[Fragmento citado]

El astronauta, una lavadora y yo



   
   Como si de alguna lunática manera fuese todo mi particular homenaje a Neil Armstrong. Me habían explicado la teórica hace un año pero, al no poner la misma inmediatamente en práctica por no necesitarla, no tenía ya ni zorra de cómo era eso de por vez primera en mi vida poner en marcha la lavadora. Me conjuré ayer. Eché mano de dos toallas de baño, una naranja y otra verde, y con interior pose flamígera me dije: Jose Antonio, de hoy ya no pasa.
    Pronto se me fue disolviendo la determinación del cruzado. Llevaba ya casi tres horas ocupadas solo en leer y releer las tres páginas del manual. Cada pasito un mundo, como el astronauta al arribar a la Luna. Elegir un programa entre los más de treinta que se me ofrecían, y yo que sé. Girando con budista cuidado el mando central, dispuse al fin uno. Echar el jabón detergente, pero ojo, sólo, de entre tres, por el canal correspondiente, no fuera a liarla. ¿Y cuánto? A ver… dos tapones, vale. Miré las toallas, confinadas allá dentro de la cápsula. Parecían dos gatos inmóviles, resignados a lo que pudiera venírseles encima. No sé, me acordé del Ecce Homo de Borja. Eres bobo, va, va, José Antonio, hombre, por Dios. Ahora cerrar bien la compuerta, que chasque bien el ajuste… ok. Darle al botón de inicio. ¿Y ese cuál es? Por fin identificado y activado ya. Vámonos.
   
    …Entonces ¿por qué no arrancaba de una vez aquella hija de la gran chingada? Había proferido a esas alturas ya mi buena docena de juramentos, en macabeo para variar. Y que nada. No sabía bien qué hacer, casi el resignado era yo. Por eso, cuando de repente escuché la pequeña  detonación que ponía en marcha la entrada del agua, justo igual que un gato arqueé el lomo. Claro, había que esperar unos minutos sin abrir la compuerta para que todo empezara.
   Alcanzó el tambor su caudal correspondiente y entonces, tras otra convulsión, empezó todo aquello lentamente a girar, envueltas las toallas, el agua y la espuma del jabón. Oh, lector, si fuera yo capaz de trasladarte la emoción que a mis cincuenta me embargó en ese instante: la de un niño al por vez primera admirar ante sus narices el carrousel de los caballitos en una feria, así de hechizado.

[/Fragmento citado]
[Datos analizados]

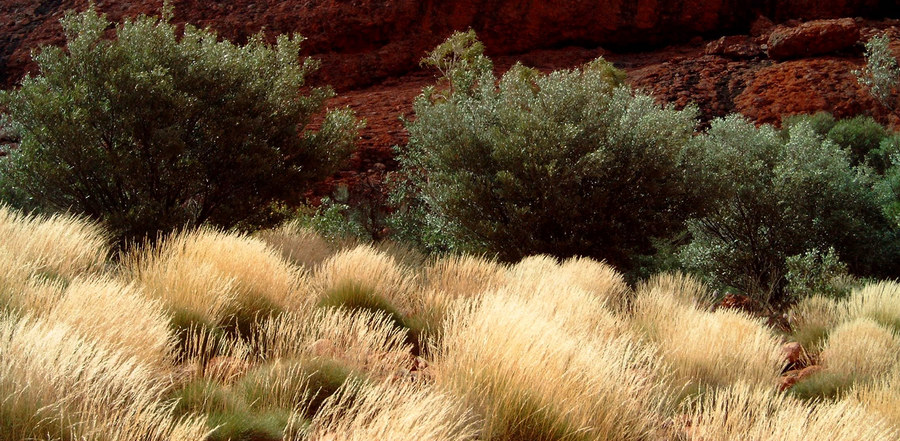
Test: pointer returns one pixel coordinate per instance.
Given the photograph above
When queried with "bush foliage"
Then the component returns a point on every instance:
(564, 163)
(152, 131)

[/Datos analizados]

*Consigna de trabajo:* Por favor, convierte en una lista breve el párrafo del fragmento citado que empieza con «Pronto se me fue disolviendo» y conserva sus hechos principales. Responde solo con lo que dice el fragmento citado.

*Resultado:*
- La determinación inicial se fue disolviendo pronto.
- Pasó casi tres horas leyendo y releyendo las tres páginas del manual.
- Cada pequeño paso le parecía un mundo, como al astronauta al llegar a la Luna.
- Entre más de treinta programas, eligió uno girando con cuidado el mando central.
- Echó dos tapones de detergente por el canal correspondiente, uno de tres.
- Las toallas, dentro de la cápsula, le parecieron dos gatos inmóviles y resignados, y le recordaron el Ecce Homo de Borja.
- Cerró bien la compuerta hasta que chasqueó el ajuste.
- Identificó el botón de inicio y lo activó.